Photo labels with boxes
"""

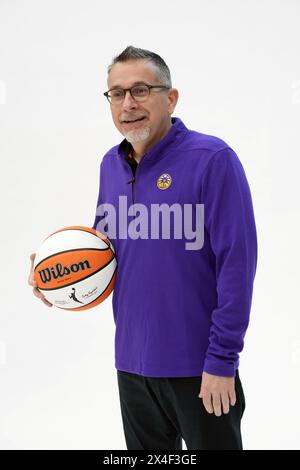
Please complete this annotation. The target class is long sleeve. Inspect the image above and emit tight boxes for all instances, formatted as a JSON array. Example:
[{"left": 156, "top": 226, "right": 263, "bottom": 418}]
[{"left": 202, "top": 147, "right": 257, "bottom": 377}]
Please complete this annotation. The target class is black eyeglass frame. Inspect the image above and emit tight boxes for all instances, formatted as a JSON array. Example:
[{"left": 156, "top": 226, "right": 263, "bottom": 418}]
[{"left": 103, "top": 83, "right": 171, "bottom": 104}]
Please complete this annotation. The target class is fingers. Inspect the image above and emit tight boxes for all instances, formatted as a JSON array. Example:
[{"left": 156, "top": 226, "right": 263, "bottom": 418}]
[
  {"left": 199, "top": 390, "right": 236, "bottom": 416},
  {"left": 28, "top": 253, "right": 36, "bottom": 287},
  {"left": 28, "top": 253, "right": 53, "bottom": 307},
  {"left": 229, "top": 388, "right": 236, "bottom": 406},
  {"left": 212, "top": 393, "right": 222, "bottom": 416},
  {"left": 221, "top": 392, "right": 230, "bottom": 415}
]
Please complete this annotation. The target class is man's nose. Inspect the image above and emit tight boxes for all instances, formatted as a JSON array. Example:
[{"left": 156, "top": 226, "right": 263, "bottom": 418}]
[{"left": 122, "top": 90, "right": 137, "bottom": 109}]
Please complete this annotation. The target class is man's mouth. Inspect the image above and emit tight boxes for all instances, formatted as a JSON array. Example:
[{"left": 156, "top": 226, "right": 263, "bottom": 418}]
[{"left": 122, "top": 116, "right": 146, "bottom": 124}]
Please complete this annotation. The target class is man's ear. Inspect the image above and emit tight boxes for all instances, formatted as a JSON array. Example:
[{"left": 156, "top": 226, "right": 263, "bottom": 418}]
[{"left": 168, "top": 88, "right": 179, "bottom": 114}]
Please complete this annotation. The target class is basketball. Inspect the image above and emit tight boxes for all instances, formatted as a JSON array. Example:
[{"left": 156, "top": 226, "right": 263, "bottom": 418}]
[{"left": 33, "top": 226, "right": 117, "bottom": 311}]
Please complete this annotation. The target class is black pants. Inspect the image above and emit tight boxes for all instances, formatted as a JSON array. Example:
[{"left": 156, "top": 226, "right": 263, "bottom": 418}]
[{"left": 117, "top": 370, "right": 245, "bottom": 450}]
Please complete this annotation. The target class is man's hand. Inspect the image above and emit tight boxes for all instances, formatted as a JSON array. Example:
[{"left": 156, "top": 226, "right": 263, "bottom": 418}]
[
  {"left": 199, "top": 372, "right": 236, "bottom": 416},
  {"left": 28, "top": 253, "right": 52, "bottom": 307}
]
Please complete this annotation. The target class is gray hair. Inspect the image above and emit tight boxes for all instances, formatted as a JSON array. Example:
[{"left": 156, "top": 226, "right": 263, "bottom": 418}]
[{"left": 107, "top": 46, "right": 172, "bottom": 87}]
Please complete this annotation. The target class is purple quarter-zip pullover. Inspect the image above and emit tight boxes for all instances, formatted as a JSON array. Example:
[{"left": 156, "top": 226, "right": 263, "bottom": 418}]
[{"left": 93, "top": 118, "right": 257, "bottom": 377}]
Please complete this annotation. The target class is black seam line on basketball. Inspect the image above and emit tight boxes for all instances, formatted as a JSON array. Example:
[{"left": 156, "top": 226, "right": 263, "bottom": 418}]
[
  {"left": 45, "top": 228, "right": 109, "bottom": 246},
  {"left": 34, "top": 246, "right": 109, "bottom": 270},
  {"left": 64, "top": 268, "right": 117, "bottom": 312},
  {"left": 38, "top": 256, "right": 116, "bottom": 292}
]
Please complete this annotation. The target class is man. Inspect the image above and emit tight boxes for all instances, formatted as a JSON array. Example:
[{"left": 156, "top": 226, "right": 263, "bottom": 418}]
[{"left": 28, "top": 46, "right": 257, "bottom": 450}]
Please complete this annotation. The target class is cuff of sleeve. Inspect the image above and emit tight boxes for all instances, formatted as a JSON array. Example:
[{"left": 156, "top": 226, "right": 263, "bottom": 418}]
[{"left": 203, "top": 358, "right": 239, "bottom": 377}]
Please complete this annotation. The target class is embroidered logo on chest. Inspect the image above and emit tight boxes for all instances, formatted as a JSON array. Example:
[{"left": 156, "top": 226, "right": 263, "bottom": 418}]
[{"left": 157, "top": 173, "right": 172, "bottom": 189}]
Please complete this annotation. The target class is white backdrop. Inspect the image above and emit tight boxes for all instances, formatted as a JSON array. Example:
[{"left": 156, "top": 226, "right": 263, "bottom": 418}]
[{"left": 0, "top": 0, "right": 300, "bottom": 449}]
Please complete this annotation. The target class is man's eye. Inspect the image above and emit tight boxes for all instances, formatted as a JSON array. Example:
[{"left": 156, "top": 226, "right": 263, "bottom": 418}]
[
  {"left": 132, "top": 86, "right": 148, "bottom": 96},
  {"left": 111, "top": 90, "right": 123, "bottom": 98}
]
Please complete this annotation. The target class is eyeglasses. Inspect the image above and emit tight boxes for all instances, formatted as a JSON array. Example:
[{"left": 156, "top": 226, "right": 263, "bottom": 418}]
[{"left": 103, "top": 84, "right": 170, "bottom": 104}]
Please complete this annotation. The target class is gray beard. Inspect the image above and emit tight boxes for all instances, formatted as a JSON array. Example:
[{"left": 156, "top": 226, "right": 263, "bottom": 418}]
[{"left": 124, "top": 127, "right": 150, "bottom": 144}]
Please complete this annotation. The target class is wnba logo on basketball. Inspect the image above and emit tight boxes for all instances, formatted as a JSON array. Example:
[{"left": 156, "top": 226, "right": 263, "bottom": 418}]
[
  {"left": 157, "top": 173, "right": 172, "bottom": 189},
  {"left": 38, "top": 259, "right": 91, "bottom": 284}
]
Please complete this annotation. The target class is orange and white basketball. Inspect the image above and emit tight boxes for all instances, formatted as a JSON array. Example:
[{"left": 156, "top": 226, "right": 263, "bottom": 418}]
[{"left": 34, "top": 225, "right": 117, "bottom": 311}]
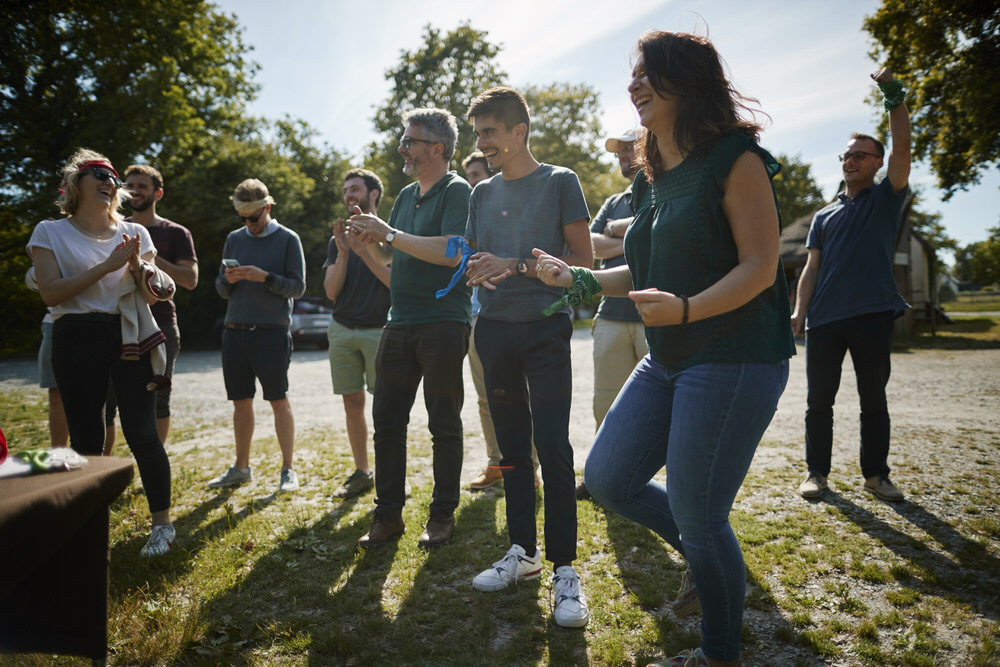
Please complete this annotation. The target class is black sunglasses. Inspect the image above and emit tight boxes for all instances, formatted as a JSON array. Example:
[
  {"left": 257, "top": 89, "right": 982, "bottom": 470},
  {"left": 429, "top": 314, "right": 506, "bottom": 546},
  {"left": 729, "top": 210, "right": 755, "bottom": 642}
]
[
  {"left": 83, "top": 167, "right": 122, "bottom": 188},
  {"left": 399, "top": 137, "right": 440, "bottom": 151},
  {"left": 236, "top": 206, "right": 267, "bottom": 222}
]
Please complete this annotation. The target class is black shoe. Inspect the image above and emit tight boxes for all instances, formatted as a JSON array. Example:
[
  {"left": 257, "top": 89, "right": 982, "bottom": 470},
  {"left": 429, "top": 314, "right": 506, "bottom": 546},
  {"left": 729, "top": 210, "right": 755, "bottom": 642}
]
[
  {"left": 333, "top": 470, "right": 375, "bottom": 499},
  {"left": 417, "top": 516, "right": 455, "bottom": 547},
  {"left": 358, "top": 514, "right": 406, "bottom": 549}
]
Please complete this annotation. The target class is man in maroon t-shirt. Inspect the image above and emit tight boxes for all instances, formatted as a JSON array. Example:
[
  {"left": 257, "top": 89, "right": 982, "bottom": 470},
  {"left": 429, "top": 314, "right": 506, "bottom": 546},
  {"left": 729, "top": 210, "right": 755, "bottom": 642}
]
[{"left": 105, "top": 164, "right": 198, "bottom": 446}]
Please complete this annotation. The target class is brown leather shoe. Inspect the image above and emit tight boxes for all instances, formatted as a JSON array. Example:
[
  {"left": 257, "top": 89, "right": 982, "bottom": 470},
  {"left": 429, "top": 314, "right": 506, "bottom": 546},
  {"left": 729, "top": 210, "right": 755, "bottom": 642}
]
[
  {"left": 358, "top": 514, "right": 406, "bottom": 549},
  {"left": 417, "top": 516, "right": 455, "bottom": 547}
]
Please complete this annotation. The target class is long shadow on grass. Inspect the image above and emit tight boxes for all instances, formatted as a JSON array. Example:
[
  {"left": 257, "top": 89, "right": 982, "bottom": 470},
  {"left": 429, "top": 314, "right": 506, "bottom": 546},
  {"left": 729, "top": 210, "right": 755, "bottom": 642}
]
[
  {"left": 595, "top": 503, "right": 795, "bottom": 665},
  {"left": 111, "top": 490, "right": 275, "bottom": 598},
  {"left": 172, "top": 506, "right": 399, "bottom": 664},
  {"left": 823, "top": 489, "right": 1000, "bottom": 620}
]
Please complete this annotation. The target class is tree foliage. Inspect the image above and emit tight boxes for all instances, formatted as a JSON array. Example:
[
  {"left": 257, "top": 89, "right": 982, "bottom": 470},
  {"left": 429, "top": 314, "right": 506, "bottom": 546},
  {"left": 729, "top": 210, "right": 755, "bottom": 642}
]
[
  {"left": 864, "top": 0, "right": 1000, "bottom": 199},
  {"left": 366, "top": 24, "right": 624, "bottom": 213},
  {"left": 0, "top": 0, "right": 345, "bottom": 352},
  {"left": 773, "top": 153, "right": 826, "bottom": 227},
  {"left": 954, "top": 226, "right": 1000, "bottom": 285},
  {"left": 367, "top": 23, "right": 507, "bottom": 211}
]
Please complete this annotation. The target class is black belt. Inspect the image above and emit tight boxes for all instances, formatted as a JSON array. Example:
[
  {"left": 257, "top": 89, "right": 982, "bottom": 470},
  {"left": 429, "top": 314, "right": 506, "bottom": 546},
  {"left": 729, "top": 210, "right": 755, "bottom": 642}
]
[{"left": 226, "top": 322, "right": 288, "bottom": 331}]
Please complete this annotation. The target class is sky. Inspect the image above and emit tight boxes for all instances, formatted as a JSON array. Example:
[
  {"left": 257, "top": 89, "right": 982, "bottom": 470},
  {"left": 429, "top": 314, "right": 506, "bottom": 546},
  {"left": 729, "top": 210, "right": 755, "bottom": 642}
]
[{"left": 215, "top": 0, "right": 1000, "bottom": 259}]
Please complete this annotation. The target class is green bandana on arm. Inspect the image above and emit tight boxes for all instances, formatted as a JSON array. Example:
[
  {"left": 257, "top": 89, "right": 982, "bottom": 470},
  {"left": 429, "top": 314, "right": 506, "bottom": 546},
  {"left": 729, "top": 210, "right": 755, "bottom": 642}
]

"""
"""

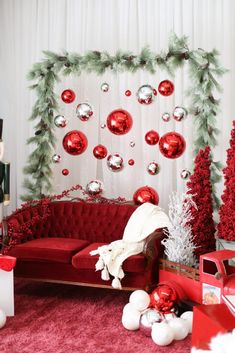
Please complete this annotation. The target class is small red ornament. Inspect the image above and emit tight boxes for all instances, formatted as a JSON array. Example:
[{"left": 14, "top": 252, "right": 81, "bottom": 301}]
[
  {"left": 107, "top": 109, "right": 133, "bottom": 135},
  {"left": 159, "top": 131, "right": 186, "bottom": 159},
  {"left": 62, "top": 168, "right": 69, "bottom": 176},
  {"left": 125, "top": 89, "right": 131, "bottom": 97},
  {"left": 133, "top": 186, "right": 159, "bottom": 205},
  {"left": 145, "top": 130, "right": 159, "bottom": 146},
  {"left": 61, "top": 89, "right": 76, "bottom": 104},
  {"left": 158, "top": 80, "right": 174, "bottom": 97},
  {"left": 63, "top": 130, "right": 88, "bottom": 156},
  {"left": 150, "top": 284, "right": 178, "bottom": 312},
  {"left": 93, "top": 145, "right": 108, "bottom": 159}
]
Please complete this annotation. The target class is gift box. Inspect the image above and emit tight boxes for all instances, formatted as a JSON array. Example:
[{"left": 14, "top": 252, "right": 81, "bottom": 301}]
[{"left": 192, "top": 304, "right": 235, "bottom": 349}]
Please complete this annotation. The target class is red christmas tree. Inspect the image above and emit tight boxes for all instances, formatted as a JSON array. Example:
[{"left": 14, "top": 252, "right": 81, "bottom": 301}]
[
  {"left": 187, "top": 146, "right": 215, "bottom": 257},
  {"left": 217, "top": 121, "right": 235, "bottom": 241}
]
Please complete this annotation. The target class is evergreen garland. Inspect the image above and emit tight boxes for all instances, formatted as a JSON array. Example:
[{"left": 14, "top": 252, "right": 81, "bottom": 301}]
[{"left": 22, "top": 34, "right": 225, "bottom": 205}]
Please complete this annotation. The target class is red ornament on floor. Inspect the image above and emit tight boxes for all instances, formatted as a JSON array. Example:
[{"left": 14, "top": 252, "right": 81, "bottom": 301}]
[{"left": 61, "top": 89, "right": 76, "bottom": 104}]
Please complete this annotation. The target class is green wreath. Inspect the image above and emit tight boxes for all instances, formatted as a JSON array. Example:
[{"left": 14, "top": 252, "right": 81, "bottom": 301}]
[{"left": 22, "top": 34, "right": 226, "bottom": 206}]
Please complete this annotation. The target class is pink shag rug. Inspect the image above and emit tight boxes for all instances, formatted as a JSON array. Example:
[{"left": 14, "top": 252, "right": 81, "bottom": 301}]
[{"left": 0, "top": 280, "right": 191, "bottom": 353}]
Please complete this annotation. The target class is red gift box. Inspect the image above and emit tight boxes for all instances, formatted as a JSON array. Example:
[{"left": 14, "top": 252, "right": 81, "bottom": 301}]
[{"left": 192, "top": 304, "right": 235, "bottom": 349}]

"""
"""

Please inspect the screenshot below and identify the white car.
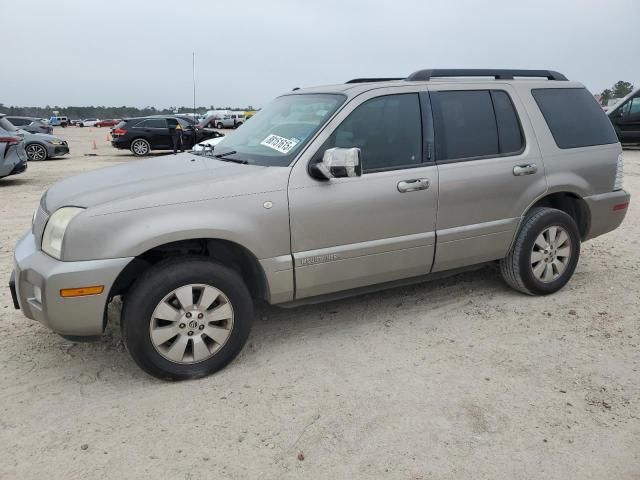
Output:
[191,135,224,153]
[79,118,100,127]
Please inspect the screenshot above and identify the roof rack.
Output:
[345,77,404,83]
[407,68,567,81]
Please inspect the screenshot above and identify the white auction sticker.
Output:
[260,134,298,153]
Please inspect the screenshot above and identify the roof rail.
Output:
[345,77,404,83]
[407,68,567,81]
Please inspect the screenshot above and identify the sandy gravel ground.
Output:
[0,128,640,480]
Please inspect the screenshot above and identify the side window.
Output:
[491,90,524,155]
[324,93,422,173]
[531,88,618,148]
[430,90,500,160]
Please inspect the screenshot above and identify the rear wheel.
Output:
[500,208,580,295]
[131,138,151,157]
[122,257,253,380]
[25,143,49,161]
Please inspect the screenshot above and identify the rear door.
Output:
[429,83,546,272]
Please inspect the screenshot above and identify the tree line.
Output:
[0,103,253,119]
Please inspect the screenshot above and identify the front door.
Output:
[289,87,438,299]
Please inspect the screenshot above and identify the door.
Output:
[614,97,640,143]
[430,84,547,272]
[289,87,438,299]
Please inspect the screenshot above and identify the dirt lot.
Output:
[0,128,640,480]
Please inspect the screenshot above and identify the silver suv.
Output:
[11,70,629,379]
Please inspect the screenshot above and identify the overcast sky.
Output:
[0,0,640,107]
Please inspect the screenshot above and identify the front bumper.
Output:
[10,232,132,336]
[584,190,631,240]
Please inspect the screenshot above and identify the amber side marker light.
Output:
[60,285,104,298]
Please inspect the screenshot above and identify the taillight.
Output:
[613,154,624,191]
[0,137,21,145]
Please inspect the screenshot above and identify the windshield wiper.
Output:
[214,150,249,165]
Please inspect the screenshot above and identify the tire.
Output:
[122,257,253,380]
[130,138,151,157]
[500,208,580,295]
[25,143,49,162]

"""

Rescale the data starting with the line that contains "Please inspect the screenshot above and identify the sandy" and going on through the line that contains "[0,103,253,119]", and write out all of those lines again, requests included. In the answers, multiply every box coordinate by 2 and round it to a whole number, with halves rounded up.

Please inspect the screenshot above and identify the sandy gravel ground.
Output:
[0,256,1280,960]
Please inspect the screenshot above and identify the side window.
Output:
[982,180,1048,310]
[648,186,844,346]
[1062,176,1236,296]
[860,180,1000,320]
Please inspect the screenshot above and identify the rear wheel.
Output:
[1000,416,1160,590]
[262,276,302,314]
[244,514,506,760]
[50,286,98,322]
Please inspect the screenshot above and identify the rear door.
Output:
[858,166,1092,544]
Please inspect the screenshot above and identify the tree line.
Output:
[0,206,506,238]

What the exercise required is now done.